▶ **THE TASK**:
The required result is the exact run of lines beginning at the one containing "Please indicate the lump" and ending at the last line of the entries.

▶ **INFORMATION SHOWN**:
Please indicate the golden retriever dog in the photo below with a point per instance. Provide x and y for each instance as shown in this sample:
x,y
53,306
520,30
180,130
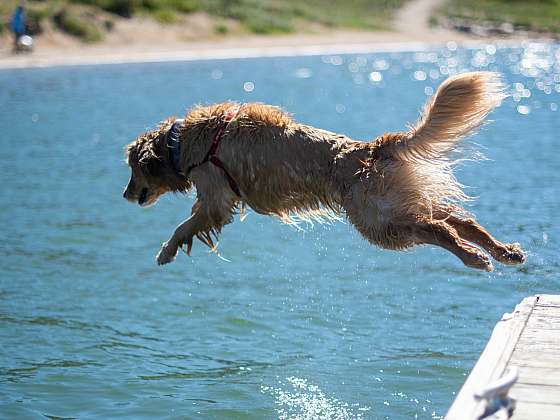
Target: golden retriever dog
x,y
397,190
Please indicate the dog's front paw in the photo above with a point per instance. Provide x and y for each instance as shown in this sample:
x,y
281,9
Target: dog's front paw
x,y
167,253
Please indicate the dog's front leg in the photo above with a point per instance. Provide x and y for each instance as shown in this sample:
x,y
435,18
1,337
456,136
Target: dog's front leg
x,y
182,234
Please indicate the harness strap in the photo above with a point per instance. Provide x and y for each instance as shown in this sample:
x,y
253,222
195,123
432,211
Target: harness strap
x,y
211,155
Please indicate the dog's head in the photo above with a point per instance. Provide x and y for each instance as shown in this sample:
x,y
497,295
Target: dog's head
x,y
151,172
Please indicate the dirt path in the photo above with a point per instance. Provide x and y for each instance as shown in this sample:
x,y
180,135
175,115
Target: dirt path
x,y
143,40
413,20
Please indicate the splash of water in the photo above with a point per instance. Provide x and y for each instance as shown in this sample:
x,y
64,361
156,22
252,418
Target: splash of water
x,y
296,399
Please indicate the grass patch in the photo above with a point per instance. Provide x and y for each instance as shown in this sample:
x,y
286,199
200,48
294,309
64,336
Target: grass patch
x,y
535,15
256,16
73,23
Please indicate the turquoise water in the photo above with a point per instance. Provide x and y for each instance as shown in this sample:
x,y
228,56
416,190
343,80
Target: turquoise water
x,y
312,324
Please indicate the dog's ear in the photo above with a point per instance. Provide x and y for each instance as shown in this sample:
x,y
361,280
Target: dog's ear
x,y
151,164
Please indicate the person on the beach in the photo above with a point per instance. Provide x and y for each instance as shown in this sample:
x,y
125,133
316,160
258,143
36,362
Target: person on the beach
x,y
17,24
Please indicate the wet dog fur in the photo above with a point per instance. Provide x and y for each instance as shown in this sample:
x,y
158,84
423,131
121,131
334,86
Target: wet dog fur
x,y
397,190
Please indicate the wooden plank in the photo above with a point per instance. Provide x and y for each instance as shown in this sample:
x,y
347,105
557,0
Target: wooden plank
x,y
549,300
532,411
529,361
539,375
492,362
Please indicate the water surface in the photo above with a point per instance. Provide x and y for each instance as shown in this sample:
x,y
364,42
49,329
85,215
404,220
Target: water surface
x,y
312,324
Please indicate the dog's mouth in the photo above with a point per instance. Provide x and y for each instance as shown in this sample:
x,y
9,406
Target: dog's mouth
x,y
143,197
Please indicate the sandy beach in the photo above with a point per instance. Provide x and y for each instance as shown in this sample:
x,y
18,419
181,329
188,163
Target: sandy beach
x,y
144,40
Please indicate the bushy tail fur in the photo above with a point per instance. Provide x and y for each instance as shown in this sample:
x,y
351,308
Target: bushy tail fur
x,y
456,110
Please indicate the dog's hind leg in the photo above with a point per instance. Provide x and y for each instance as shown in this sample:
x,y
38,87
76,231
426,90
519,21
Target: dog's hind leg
x,y
471,231
442,234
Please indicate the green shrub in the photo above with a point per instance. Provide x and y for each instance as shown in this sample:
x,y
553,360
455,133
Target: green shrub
x,y
72,23
184,6
221,29
165,16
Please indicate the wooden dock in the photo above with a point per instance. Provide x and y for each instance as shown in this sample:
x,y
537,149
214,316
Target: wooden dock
x,y
526,341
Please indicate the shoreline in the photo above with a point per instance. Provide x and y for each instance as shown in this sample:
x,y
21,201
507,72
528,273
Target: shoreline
x,y
225,51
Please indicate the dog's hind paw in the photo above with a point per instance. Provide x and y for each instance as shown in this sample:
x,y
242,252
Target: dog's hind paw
x,y
167,253
513,254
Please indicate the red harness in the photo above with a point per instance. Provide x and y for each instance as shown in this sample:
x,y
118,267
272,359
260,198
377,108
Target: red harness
x,y
211,155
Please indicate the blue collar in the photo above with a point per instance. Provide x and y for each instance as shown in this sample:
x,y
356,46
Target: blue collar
x,y
173,143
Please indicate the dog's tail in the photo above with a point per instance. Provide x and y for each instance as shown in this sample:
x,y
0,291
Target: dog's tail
x,y
456,110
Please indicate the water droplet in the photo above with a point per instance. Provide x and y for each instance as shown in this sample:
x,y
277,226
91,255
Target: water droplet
x,y
375,76
303,73
248,86
336,60
420,75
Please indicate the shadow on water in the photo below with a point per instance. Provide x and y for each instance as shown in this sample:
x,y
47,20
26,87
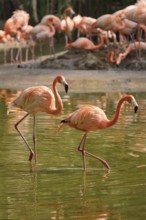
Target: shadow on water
x,y
57,188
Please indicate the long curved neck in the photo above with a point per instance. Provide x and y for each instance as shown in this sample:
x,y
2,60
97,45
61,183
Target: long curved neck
x,y
58,99
117,113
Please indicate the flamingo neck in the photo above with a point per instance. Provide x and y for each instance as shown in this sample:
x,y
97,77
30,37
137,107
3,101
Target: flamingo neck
x,y
117,113
58,100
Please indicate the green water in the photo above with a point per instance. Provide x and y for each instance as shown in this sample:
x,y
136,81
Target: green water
x,y
58,188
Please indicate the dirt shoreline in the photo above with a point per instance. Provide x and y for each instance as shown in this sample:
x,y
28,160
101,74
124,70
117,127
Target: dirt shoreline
x,y
117,80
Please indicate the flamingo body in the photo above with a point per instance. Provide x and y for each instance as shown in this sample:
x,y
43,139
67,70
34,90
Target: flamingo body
x,y
84,43
36,99
91,118
39,99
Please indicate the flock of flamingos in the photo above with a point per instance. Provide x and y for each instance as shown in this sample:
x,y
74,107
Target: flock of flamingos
x,y
121,32
87,118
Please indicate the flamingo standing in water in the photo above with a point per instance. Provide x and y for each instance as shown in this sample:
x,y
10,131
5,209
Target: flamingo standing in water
x,y
91,118
39,99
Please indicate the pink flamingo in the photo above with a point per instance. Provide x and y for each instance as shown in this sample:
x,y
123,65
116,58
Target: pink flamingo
x,y
84,43
67,24
91,118
39,99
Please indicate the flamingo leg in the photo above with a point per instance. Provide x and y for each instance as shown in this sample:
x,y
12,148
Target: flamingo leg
x,y
24,139
34,138
81,148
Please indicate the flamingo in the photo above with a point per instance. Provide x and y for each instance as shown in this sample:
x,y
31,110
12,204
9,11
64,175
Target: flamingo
x,y
67,24
91,118
132,46
39,99
84,43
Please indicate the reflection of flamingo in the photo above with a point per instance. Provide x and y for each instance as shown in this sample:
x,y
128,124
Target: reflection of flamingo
x,y
91,118
84,43
131,47
39,99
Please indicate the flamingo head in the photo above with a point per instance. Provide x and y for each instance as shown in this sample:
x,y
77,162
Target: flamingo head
x,y
130,99
61,79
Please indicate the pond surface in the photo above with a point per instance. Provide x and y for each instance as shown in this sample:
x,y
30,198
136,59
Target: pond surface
x,y
57,187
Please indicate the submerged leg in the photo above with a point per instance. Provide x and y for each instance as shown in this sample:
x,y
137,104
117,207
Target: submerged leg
x,y
24,139
81,148
34,139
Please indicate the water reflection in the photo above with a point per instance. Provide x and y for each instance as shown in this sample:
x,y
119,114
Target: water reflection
x,y
57,188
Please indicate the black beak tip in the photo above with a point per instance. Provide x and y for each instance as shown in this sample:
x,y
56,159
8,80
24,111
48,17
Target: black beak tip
x,y
135,109
66,88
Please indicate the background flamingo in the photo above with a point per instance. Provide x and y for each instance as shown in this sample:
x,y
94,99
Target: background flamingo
x,y
39,99
91,118
84,43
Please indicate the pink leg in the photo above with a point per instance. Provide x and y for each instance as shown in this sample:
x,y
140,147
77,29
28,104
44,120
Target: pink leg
x,y
24,139
34,139
81,148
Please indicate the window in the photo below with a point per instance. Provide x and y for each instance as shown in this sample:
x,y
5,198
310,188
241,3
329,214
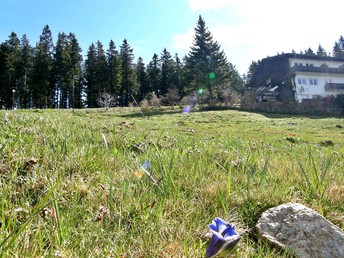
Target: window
x,y
313,81
301,81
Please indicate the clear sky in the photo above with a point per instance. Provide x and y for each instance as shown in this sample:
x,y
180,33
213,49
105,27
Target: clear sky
x,y
247,30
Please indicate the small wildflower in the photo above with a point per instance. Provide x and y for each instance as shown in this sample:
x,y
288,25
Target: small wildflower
x,y
223,239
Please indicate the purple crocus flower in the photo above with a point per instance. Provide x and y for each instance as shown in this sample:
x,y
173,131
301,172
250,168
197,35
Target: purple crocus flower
x,y
186,109
224,238
145,164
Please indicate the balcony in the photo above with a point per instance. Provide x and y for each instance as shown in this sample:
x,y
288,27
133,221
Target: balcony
x,y
335,87
311,69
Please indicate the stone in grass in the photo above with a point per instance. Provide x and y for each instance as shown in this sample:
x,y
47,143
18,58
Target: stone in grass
x,y
301,231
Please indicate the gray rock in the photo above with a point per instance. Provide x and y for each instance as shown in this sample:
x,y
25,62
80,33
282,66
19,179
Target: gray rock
x,y
301,231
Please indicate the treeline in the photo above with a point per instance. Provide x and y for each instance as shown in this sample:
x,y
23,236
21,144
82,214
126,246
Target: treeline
x,y
52,75
337,51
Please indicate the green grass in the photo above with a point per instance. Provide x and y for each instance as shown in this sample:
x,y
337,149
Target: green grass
x,y
71,184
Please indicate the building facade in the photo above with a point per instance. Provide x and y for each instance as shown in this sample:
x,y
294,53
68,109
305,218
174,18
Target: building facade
x,y
298,77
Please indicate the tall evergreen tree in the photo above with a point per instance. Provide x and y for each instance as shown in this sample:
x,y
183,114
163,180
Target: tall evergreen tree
x,y
10,77
113,70
5,77
154,75
92,90
338,48
62,60
167,71
26,59
177,79
75,100
42,85
141,75
206,63
321,51
129,87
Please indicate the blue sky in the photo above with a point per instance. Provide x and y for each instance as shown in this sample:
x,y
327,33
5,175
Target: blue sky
x,y
247,30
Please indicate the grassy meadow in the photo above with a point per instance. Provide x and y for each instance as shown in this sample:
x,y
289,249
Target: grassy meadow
x,y
72,183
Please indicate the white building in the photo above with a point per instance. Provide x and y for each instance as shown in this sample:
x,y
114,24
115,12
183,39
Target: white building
x,y
299,77
317,76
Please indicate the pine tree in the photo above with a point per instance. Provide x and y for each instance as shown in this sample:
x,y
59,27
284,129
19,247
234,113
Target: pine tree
x,y
154,75
129,87
42,86
62,62
26,60
338,48
177,78
5,77
113,70
141,75
13,63
92,91
321,51
75,100
206,63
167,71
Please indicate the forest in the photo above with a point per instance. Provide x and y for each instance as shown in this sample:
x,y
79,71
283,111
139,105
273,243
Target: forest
x,y
57,75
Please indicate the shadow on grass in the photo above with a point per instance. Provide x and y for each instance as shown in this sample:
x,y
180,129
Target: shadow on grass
x,y
137,114
271,115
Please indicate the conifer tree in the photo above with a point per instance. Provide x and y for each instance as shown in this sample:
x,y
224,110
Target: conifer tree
x,y
321,51
154,75
92,91
167,71
113,70
141,75
42,86
206,63
129,87
26,59
338,48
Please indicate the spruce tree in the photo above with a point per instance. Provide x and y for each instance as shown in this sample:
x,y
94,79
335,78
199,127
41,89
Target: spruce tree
x,y
129,87
92,91
5,77
26,59
321,51
113,70
338,48
206,63
42,86
167,71
154,75
141,75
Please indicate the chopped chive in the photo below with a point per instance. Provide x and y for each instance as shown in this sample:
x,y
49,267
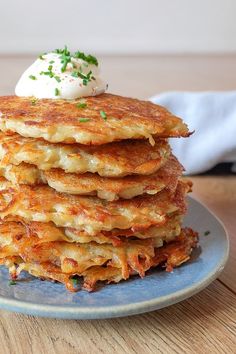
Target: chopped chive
x,y
57,78
57,92
84,120
103,115
75,282
74,74
81,105
32,77
12,282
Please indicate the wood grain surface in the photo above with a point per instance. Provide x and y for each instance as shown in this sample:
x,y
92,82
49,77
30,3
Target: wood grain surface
x,y
205,323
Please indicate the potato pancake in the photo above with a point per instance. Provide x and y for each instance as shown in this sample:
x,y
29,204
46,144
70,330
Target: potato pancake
x,y
61,261
92,184
104,118
48,232
90,214
109,160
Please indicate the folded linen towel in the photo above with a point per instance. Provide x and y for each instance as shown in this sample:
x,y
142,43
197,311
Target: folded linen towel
x,y
212,115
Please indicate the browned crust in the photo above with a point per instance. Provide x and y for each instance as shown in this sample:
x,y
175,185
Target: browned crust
x,y
143,211
114,264
121,112
115,159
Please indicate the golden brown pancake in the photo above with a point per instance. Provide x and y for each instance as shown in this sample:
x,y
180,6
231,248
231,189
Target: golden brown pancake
x,y
90,214
92,184
109,160
48,232
62,120
62,260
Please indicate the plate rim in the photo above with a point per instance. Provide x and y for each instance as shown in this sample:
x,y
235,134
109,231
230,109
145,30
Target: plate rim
x,y
102,312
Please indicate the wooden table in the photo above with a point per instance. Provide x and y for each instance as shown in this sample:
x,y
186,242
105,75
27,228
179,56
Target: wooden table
x,y
206,323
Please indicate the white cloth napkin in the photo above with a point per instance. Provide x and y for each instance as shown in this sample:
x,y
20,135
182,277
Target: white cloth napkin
x,y
212,115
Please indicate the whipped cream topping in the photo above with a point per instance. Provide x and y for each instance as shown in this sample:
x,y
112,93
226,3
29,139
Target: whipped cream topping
x,y
62,75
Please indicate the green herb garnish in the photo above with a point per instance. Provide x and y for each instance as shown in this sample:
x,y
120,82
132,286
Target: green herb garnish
x,y
84,120
81,105
86,78
103,115
12,282
57,78
32,77
57,92
88,58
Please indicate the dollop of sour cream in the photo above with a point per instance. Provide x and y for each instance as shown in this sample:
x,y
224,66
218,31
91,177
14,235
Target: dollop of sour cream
x,y
62,75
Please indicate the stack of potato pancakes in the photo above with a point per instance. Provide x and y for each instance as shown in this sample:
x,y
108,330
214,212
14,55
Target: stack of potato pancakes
x,y
89,188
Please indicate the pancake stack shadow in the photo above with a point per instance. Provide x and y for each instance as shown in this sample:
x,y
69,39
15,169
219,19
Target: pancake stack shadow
x,y
90,190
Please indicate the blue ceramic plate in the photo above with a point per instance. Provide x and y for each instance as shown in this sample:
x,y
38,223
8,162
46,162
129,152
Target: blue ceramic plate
x,y
157,290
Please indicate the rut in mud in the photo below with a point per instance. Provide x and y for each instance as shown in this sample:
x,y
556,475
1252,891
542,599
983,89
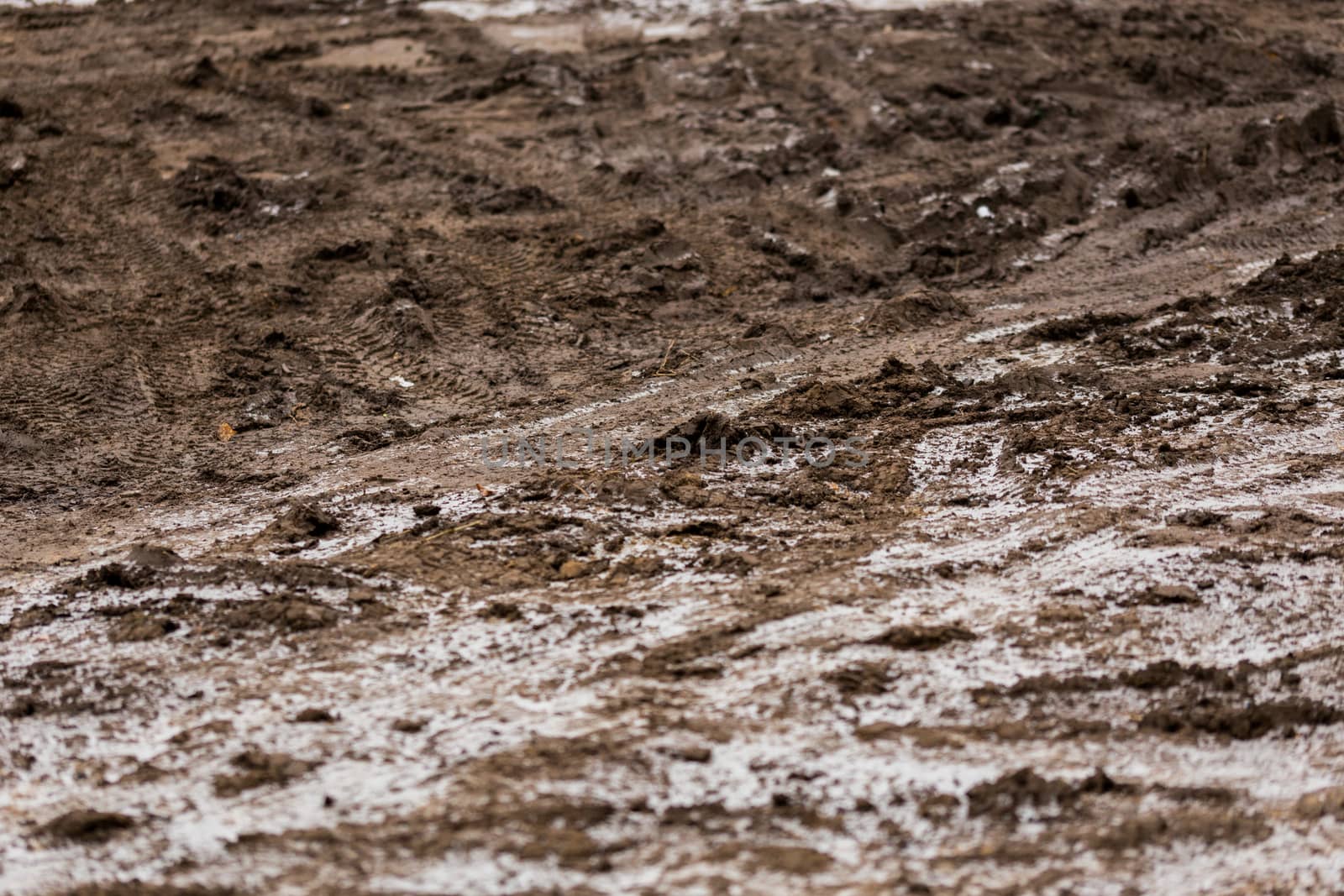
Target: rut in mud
x,y
1068,275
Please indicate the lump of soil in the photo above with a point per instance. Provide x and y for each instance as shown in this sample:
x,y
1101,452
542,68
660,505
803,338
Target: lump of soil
x,y
112,575
823,398
315,715
152,557
35,302
921,637
917,309
87,826
1241,723
213,184
201,73
286,613
718,430
141,626
1001,799
860,679
304,521
1168,595
257,768
907,382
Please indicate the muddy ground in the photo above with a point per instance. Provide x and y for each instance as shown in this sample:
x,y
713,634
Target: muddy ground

▶ **WORKED ANSWER**:
Please indicate the lump of soil in the photo above with a point per instance. Provide x and y for each instance as shown in this sample:
x,y
1101,452
542,68
660,505
803,338
Target: lump of soil
x,y
112,575
823,398
315,715
152,557
35,302
921,637
917,309
87,826
1241,723
213,184
201,73
286,613
718,430
141,626
1001,799
860,679
304,521
1168,595
257,768
907,382
Please indicate the muddy ground in the photo above with a point per instance. Provide x and y for each instance as shown in this sample:
x,y
713,634
Target: muddy ground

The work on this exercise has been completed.